_Records from a data source_

>>>

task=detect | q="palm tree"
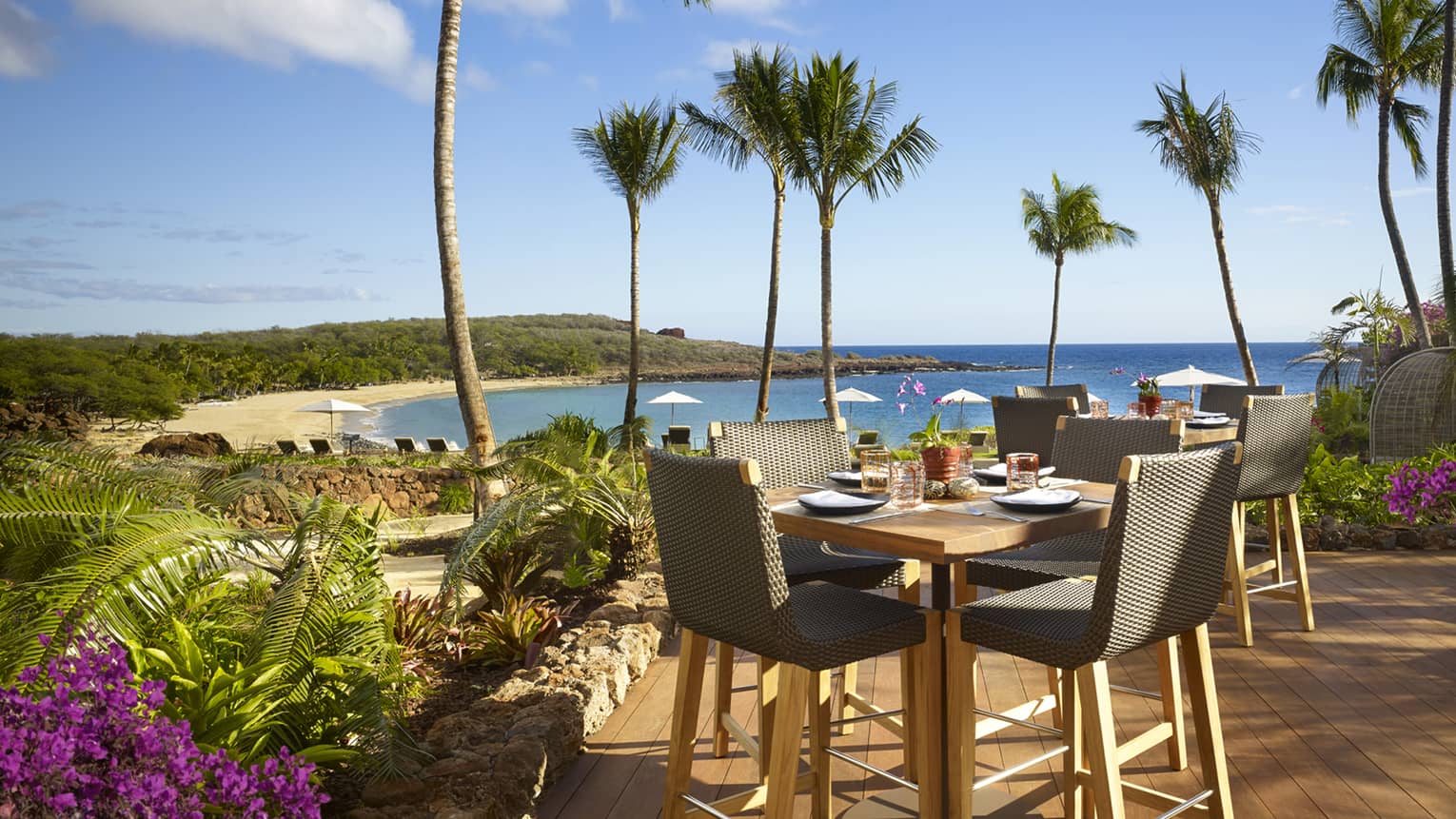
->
[572,99,686,446]
[1315,0,1445,348]
[1021,173,1137,387]
[1137,74,1259,384]
[683,47,797,420]
[1436,3,1456,324]
[435,0,495,474]
[785,54,940,418]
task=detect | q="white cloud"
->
[0,0,51,77]
[703,39,755,71]
[460,63,500,91]
[73,0,434,101]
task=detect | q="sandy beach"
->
[90,377,601,451]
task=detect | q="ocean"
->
[349,341,1321,442]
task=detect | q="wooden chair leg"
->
[763,663,810,816]
[1157,640,1188,771]
[1047,665,1063,731]
[835,662,859,736]
[1228,503,1253,646]
[1280,495,1315,632]
[808,671,835,819]
[1178,624,1233,819]
[758,657,779,784]
[1058,671,1086,819]
[1076,662,1127,819]
[714,640,734,759]
[662,629,708,819]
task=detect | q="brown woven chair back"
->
[1238,393,1315,500]
[1198,384,1284,418]
[708,418,849,489]
[992,396,1076,465]
[1094,443,1238,668]
[646,450,789,657]
[1016,384,1092,412]
[1052,418,1184,483]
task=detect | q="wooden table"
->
[769,483,1115,819]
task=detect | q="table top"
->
[767,483,1115,564]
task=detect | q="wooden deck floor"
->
[541,553,1456,819]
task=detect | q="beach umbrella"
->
[1132,363,1244,401]
[819,387,879,426]
[940,390,992,429]
[293,399,374,438]
[648,391,703,426]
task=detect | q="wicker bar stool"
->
[1016,384,1092,412]
[992,396,1077,465]
[1198,384,1284,418]
[947,443,1239,819]
[646,453,939,819]
[708,418,920,762]
[956,418,1188,771]
[1219,393,1315,646]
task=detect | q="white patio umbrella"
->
[940,390,992,429]
[819,387,879,426]
[1134,363,1244,401]
[293,399,374,438]
[648,390,703,426]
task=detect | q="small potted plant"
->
[910,413,961,481]
[1135,373,1163,418]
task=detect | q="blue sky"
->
[0,0,1437,344]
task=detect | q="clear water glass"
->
[890,461,925,509]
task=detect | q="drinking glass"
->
[859,450,891,492]
[1006,453,1041,492]
[890,461,925,509]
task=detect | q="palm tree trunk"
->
[1209,195,1259,387]
[819,217,838,418]
[753,181,783,420]
[621,208,642,441]
[1436,3,1456,336]
[435,0,495,462]
[1047,253,1063,387]
[1376,96,1431,349]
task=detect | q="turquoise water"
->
[351,341,1319,451]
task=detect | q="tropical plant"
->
[1137,74,1259,384]
[1315,0,1448,348]
[683,47,797,420]
[785,54,939,418]
[1021,173,1137,387]
[572,99,686,450]
[434,0,495,479]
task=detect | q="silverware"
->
[846,509,918,524]
[965,506,1027,524]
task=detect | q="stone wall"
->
[1248,515,1456,552]
[348,572,677,819]
[239,464,467,525]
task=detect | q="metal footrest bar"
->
[824,748,920,791]
[975,709,1061,736]
[1157,790,1212,819]
[1107,682,1163,700]
[972,731,1071,790]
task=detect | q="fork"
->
[965,506,1027,524]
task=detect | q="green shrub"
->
[435,483,475,515]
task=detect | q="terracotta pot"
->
[920,446,961,481]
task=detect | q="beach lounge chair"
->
[308,438,344,456]
[425,438,464,453]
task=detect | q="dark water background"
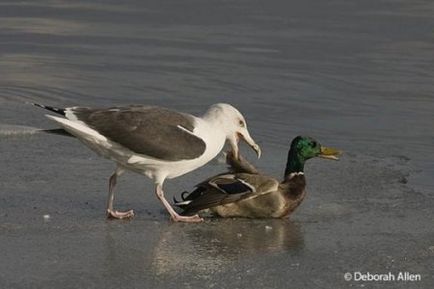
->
[0,0,434,288]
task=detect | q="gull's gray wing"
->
[65,105,206,161]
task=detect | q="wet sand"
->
[0,129,434,288]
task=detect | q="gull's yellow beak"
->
[318,146,342,161]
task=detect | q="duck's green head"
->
[285,136,341,175]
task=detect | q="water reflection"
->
[102,219,304,281]
[152,219,304,275]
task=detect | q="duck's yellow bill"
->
[319,146,342,161]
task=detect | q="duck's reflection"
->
[152,219,303,275]
[104,219,304,279]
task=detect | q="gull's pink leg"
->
[155,184,203,223]
[107,167,134,219]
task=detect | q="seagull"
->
[174,136,341,218]
[32,103,261,222]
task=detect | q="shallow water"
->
[0,0,434,288]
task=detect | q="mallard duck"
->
[174,136,341,218]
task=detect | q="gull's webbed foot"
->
[107,209,134,220]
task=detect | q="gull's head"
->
[207,103,261,159]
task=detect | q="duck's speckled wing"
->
[179,173,279,215]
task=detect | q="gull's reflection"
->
[152,219,304,275]
[102,219,304,281]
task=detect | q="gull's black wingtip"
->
[27,102,65,116]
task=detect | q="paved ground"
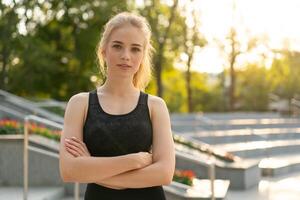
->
[226,172,300,200]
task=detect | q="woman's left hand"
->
[65,137,125,190]
[65,137,91,157]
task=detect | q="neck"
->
[101,77,138,96]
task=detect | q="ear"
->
[101,49,106,59]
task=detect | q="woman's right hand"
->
[135,152,152,168]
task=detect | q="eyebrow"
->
[113,40,142,47]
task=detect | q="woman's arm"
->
[59,93,152,183]
[96,95,175,188]
[66,97,175,188]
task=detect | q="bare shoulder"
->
[68,92,89,104]
[148,94,168,116]
[65,92,89,125]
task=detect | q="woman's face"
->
[102,25,145,77]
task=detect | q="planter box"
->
[164,179,230,200]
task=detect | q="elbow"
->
[59,161,74,183]
[60,169,74,183]
[162,168,174,185]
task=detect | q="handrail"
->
[23,115,79,200]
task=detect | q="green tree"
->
[237,64,270,111]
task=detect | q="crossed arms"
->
[60,93,175,189]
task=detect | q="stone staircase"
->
[172,113,300,176]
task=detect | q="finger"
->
[66,143,84,156]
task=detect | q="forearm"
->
[65,155,138,183]
[97,162,173,188]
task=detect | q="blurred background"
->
[0,0,300,200]
[0,0,300,113]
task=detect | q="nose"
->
[121,49,130,60]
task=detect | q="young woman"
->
[60,12,175,200]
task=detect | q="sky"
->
[188,0,300,73]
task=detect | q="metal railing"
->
[23,115,79,200]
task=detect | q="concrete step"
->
[172,118,300,133]
[190,128,300,144]
[213,139,300,158]
[60,196,84,200]
[163,179,230,200]
[259,154,300,176]
[0,186,64,200]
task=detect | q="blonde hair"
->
[97,12,154,90]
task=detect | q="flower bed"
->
[0,119,61,141]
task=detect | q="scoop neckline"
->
[95,89,142,117]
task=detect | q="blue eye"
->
[113,44,122,49]
[132,48,141,52]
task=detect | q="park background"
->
[0,0,300,113]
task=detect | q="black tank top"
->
[83,89,165,200]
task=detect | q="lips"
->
[117,64,131,68]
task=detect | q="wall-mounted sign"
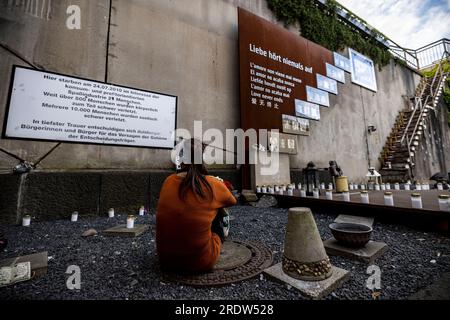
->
[316,74,337,94]
[282,114,309,136]
[306,86,330,107]
[3,66,177,149]
[295,99,320,121]
[348,49,377,92]
[238,8,333,131]
[333,52,352,72]
[268,131,297,154]
[327,63,345,83]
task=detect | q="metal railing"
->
[316,0,450,70]
[389,38,450,70]
[400,51,449,170]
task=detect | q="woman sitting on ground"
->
[156,139,236,272]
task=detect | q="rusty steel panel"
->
[238,8,333,131]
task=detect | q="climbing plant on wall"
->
[267,0,392,68]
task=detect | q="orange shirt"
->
[156,174,236,272]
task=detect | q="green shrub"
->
[267,0,392,69]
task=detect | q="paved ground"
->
[0,206,450,299]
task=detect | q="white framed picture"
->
[333,52,352,73]
[348,49,377,92]
[316,73,337,94]
[295,99,320,121]
[326,62,345,83]
[306,86,330,107]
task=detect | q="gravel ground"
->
[0,206,450,300]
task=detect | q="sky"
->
[337,0,450,49]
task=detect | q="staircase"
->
[379,52,449,182]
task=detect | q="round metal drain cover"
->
[214,241,252,270]
[163,240,273,287]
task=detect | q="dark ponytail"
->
[178,139,213,200]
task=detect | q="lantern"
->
[303,161,320,196]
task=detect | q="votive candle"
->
[127,215,136,229]
[439,194,450,211]
[300,189,306,198]
[384,192,394,207]
[313,189,319,199]
[361,191,369,204]
[411,193,422,209]
[22,215,31,227]
[342,191,350,202]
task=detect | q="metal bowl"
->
[329,222,373,248]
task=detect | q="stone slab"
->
[264,262,350,299]
[214,241,252,270]
[408,273,450,300]
[334,214,375,228]
[103,224,150,237]
[323,238,389,263]
[0,251,48,277]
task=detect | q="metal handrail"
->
[400,51,449,151]
[388,38,450,70]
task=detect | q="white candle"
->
[439,194,450,211]
[384,192,394,206]
[361,191,369,203]
[313,189,319,199]
[342,191,350,202]
[70,211,78,222]
[22,215,31,227]
[127,216,135,229]
[411,193,422,209]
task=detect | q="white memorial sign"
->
[4,66,177,149]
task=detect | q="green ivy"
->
[442,78,450,126]
[422,61,450,78]
[267,0,392,69]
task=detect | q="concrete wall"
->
[0,0,444,224]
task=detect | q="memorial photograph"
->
[0,0,450,319]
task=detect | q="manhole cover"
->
[163,240,273,287]
[214,241,252,270]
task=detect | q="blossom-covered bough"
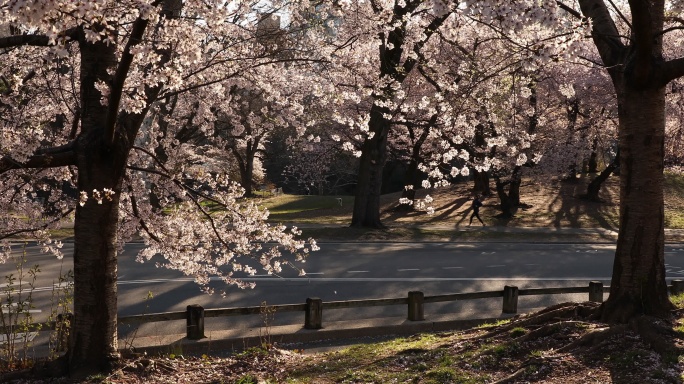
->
[314,0,684,332]
[0,0,317,375]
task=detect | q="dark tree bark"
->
[579,0,684,323]
[496,178,515,219]
[586,139,598,173]
[496,167,522,219]
[586,151,620,202]
[67,31,122,376]
[473,170,492,196]
[351,105,390,228]
[351,0,451,228]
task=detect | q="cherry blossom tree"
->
[0,0,316,376]
[569,0,684,322]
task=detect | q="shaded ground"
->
[6,303,684,384]
[271,177,632,229]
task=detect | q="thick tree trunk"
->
[351,105,390,228]
[496,178,515,219]
[67,38,128,377]
[586,151,620,202]
[473,170,492,196]
[602,87,673,323]
[397,159,420,211]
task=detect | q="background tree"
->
[575,0,684,322]
[0,0,315,376]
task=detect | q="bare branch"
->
[579,0,626,75]
[105,17,148,143]
[629,0,655,85]
[0,28,78,48]
[0,150,76,174]
[608,0,632,29]
[0,208,74,240]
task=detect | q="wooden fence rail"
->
[119,281,616,340]
[9,280,684,340]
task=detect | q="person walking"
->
[468,195,486,227]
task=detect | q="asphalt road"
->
[0,243,684,340]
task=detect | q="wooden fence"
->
[14,280,684,340]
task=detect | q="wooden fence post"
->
[502,285,518,313]
[589,281,603,303]
[408,291,425,321]
[304,297,323,329]
[186,304,205,340]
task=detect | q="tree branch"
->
[105,17,148,143]
[629,0,654,85]
[0,150,76,174]
[0,28,78,48]
[556,1,583,19]
[579,0,626,75]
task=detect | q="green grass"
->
[260,194,354,218]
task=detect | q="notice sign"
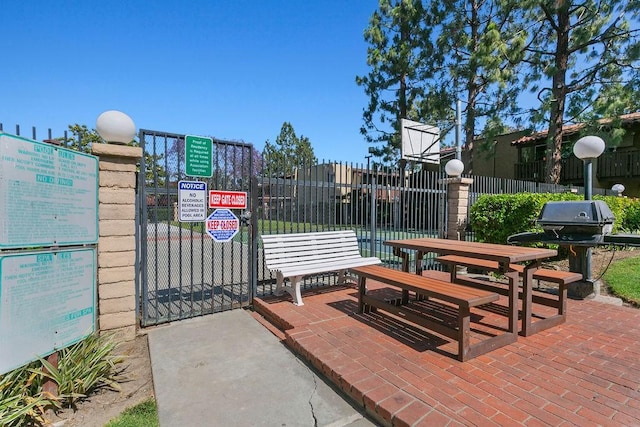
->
[209,190,247,209]
[178,181,207,222]
[184,135,213,178]
[0,248,97,375]
[207,209,240,242]
[0,132,98,249]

<<<

_PROBLEM DETAILS_
Render the rows from the first one through the row containing "[1219,393,1315,646]" as a numbered list, skipping blank lines and omitting the pictures.

_EXERCISE OUTPUT_
1. task=detect | q="palm tree"
2. ->
3. [572,99,686,446]
4. [1315,0,1445,348]
5. [1021,173,1137,387]
6. [1137,74,1259,384]
7. [683,47,797,420]
8. [1436,3,1456,324]
9. [435,0,495,474]
10. [785,54,940,418]
11. task=detect | q="white cloud"
12. ->
13. [0,0,51,77]
14. [703,39,755,71]
15. [460,63,500,91]
16. [73,0,434,101]
17. task=detect | q="sandy beach"
18. ->
19. [90,377,601,451]
20. task=detect | q="ocean"
21. ->
22. [349,341,1321,442]
23. task=detect | q="wooden chair leg"
24. ->
25. [763,663,810,816]
26. [1157,640,1188,771]
27. [1047,665,1063,731]
28. [835,662,859,736]
29. [1228,503,1253,646]
30. [1280,495,1315,632]
31. [808,671,835,819]
32. [1178,624,1233,819]
33. [758,657,779,784]
34. [1058,671,1086,819]
35. [1076,662,1127,819]
36. [714,640,734,759]
37. [662,629,708,819]
38. task=detect | q="brown woven chair back"
39. ->
40. [1238,393,1315,500]
41. [1198,384,1284,418]
42. [708,418,849,489]
43. [992,396,1076,465]
44. [1094,443,1238,668]
45. [646,450,789,657]
46. [1016,384,1092,412]
47. [1052,418,1184,483]
48. task=detect | q="wooden table"
49. ->
50. [769,483,1115,819]
51. task=detect | q="table top"
52. ->
53. [767,483,1115,564]
54. task=detect | q="wooden deck floor"
55. ->
56. [541,553,1456,819]
57. task=detect | q="beach umbrella"
58. ->
59. [1132,363,1244,401]
60. [819,387,879,426]
61. [940,390,992,429]
62. [293,399,374,438]
63. [648,391,703,426]
64. task=detect | q="wicker bar stool"
65. ->
66. [1016,384,1092,412]
67. [992,396,1077,465]
68. [1198,384,1284,418]
69. [947,443,1239,819]
70. [646,453,939,819]
71. [708,418,920,762]
72. [956,418,1188,771]
73. [1219,393,1315,646]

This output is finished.